▶ [TRECHO DO DOCUMENTO]:
++++++
Maria D'Alva Kinzo (1951-2008)

Maria Hermínia Tavares de Almeida

Para muitos cientistas sociais que haviam chegado à idade adulta, ou passaram boa parte dela, sob o autoritarismo, a política nunca pôde ser apenas um objeto de interesse intelectual entre tantos outros. Entender o jogo político, as instituições que o moldavam e os interesses que o moviam, era parte inseparável da experiência mais ampla e vital de opor-se ao regime militar.

Essa relação com a política esteve sempre atravessada por grande tensão: entre o compromisso com a isenção e a objetividade possíveis, em nossas ciências soft, e as inclinações políticas de cada um; entre a profissionalização acadêmica - que requer método, disciplina e senso dos limites de um conhecimento que, na melhor das hipóteses, lida com probabilidades - e a atuação como intelectual público, freqüentemente chamado a emitir juízos de valor e opinar sobre mais coisas do que decerto conhece.

Maria D'Alva Gil Kinzo pertenceu a uma das gerações que se tornou adulta durante o regime autoritário. Entrou no curso de Ciências Sociais da PUC-SP, em 1969, quando o silêncio forçado e o medo haviam se sucedido às grandes manifestações estudantis do ano anterior. Iniciou seu mestrado em Ciência Política, também na PUC, com Bolívar Lamounier, em 1973, quando o longo e lento período de abertura se iniciava. Era pesquisadora do Cebrap - centro formado por pesquisadores expulsos da Universidade de São Paulo, em virtude do Ato Institucional 5 - quando as eleições de 1974 revelaram o descontentamento de largas parcelas das populações urbanas com o regime militar.

Foi professora da Unesp-Marília (1979-1985). Fez doutorado em Ciência Política, sob orientação de Allan Angel, no St Anton's College, Oxford University, para onde foi, em 1980, quando o AI-5 já havia sido abolido e a liberdade de organização partidária restabelecida, e de onde voltou, em 1985, para encontrar o país sob o primeiro governo civil em vinte anos. Foi pesquisadora do Idesp (1986-1993), professora da Unicamp (1986-1987) e da USP, onde se aposentou como livre-docente do Departamento de Ciência Política, em 2007. Nunca perdeu seu vínculo com a Inglaterra. Foi visiting fellow do Institute of Latin American Studies, da Universidade de Londres, onde organizou sucessivas conferências internacionais sobre o Brasil, para ampliar o conhecimento sobre o país. Algumas estão publicadas em livro, na Inglaterra.
++++++
▶ [LISTAGEM DE DADOS]:

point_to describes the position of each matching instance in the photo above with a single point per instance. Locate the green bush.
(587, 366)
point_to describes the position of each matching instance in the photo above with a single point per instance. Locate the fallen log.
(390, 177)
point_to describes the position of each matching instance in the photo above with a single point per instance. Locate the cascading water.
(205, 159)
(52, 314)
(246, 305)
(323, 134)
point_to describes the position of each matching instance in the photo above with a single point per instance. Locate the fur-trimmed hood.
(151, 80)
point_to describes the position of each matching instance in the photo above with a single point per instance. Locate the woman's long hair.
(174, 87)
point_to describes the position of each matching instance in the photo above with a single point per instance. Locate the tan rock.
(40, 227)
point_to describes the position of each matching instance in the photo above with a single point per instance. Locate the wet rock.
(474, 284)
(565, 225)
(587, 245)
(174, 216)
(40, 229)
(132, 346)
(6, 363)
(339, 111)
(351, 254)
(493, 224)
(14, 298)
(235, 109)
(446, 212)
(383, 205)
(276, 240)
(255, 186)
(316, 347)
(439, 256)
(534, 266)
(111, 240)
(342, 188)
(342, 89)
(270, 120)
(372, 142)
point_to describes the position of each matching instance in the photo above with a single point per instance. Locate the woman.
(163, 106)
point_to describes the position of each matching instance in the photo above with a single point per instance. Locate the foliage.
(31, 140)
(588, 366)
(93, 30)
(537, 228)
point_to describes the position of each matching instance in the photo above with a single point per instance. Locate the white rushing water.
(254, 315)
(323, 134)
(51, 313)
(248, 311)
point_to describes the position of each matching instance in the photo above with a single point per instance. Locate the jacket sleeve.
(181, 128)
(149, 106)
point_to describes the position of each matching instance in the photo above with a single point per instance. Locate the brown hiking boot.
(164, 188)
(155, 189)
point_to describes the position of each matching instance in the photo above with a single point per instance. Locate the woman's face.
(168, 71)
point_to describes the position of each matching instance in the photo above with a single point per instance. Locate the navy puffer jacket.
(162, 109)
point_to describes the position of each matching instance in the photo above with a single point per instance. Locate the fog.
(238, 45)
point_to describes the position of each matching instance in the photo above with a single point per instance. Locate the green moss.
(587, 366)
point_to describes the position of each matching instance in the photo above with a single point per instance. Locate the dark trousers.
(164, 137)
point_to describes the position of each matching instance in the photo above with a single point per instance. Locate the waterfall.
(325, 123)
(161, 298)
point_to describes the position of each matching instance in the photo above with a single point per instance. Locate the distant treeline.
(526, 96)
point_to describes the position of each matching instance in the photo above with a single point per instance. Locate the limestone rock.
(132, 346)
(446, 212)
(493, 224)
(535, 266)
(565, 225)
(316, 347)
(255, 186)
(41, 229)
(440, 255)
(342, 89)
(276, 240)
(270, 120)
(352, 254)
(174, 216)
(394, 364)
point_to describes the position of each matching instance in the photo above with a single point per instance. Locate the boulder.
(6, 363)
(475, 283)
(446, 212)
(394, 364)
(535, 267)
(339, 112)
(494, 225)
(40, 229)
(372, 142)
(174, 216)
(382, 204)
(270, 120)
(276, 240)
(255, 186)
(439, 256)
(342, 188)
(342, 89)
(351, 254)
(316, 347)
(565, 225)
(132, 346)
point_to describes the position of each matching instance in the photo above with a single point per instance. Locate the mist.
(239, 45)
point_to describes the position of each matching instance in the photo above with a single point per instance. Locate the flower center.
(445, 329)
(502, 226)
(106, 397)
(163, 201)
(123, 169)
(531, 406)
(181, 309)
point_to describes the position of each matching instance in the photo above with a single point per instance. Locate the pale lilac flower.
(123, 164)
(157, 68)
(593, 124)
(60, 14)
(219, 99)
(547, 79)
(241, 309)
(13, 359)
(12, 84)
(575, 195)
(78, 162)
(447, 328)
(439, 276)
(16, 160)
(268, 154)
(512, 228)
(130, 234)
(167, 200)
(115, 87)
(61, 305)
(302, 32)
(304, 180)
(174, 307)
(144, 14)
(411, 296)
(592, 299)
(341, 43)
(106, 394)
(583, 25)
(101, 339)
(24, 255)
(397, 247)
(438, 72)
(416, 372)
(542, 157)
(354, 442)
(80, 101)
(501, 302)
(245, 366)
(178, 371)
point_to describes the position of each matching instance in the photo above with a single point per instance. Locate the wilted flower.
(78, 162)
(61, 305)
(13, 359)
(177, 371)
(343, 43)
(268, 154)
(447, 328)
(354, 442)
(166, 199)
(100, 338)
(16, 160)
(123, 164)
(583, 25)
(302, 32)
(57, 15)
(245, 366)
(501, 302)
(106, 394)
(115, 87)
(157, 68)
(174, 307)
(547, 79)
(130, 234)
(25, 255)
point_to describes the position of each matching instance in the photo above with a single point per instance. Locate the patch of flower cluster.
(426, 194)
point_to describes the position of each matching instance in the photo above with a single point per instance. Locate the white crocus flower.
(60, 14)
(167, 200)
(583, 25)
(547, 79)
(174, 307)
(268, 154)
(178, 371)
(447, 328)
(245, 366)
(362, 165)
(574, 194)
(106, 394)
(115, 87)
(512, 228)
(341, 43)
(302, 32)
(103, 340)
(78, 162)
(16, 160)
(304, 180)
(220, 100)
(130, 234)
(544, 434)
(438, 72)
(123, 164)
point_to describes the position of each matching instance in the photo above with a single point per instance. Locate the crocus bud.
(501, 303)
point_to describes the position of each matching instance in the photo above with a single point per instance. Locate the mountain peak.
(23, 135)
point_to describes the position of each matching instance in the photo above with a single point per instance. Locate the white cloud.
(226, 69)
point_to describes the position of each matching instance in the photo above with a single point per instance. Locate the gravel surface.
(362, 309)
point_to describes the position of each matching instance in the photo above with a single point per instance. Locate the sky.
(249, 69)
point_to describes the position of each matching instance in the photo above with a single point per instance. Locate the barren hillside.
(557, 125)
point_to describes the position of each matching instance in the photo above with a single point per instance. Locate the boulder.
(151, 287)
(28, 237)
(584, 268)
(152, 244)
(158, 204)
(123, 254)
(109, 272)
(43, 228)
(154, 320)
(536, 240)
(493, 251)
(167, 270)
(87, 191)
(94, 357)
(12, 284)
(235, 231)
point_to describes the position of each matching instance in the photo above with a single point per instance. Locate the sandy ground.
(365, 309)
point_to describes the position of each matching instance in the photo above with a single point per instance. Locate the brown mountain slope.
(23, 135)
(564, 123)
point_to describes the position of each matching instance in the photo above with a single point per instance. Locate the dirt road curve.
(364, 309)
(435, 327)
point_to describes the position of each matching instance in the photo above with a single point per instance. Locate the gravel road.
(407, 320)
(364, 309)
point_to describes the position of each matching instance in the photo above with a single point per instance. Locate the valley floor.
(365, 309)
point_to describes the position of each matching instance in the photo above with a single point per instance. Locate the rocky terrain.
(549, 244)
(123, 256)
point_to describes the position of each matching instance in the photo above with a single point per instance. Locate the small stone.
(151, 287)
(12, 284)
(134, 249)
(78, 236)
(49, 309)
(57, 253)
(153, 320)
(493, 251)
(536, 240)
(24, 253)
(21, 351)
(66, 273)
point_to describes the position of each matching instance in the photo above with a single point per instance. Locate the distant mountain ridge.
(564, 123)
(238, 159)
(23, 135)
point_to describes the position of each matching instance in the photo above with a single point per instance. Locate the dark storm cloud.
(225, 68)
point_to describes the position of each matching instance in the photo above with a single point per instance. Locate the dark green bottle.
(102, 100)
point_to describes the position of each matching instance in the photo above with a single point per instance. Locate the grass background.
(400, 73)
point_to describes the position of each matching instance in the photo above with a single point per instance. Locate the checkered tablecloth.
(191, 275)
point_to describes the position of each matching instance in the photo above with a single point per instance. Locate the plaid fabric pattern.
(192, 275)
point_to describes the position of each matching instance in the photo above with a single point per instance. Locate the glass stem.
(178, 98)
++++++
▶ [O QUE FAZER]:
1. Responda com base no texto sobre Maria D'Alva Kinzo:
(a) Em que ano ela entrou no curso de Ciências Sociais da PUC-SP?
(b) Com quem ela iniciou o mestrado em Ciência Política?
(c) Em que ano ela se aposentou na USP?
2. Retome o texto sobre Maria D'Alva Kinzo, continuando depois da última frase.
Os registros foram tirados de outra fonte.

▶ [EM RESPOSTA]:
1.
(a) Em 1969.
(b) Com Bolívar Lamounier.
(c) Em 2007.

2.
A representação política era a questão maior que a interessava, como cientista política e cidadã. Sua dissertação de mestrado - Representação política e sistema eleitoral no Brasil - faz uma revisão das diferentes teorias da representação e um levantamento cuidadoso dos sistemas eleitorais, desde as primeiras leis que regulam o voto no Brasil.

A partir de então, D'Alva especializou-se no estudo de partidos políticos e do sistema partidário brasileiro, na transição e sob a democracia. Pesquisadora produtiva, deixou uma obra considerável. Tomo aqui três trabalhos que resumem sua contribuição, ao mesmo tempo em que elucidam a forma como a pesquisadora e a intelectual preocupada com o país encontraram um ponto de equilíbrio.

A transição do autoritarismo para a democracia no Brasil seguiu um curso diverso de outros processos semelhantes. Aqui, como observou com argúcia Bolívar Lamounier, os embates na arena eleitoral foram decisivos, e as eleições, disputadas sob um bipartidarismo imposto, transformaram-se no desaguadouro do descontentamento popular, marcando o ritmo da decadência do regime autoritário. Esse curso peculiar projetou os partidos, em especial o oposicionista Movimento Democrático Brasileiro - MDB, para o primeiro plano da cena política. Quem quiser entender a maneira como o Brasil saiu do autoritarismo precisa conhecer a trajetória do MDB, de partido formado pelo regime autoritário à organização que se tornou a espinha dorsal da oposição democrática.

E quem quiser entender o que foi o MDB precisa ler Oposição e autoritarismo: gênese e trajetória do MDB (1966-1979) de Maria D'Alva Kinzo. Publicado no Brasil em 1989 - e na Inglaterra, em 1988, sob o título Legal opposition politics under authoritarian rule in Brazil -, é ainda hoje o melhor estudo sobre o partido de Ulysses Guimarães, Tancredo Neves e Franco Montoro. É também um livro importante para se entender uma das formas de organização oposicionista sob regimes autoritários.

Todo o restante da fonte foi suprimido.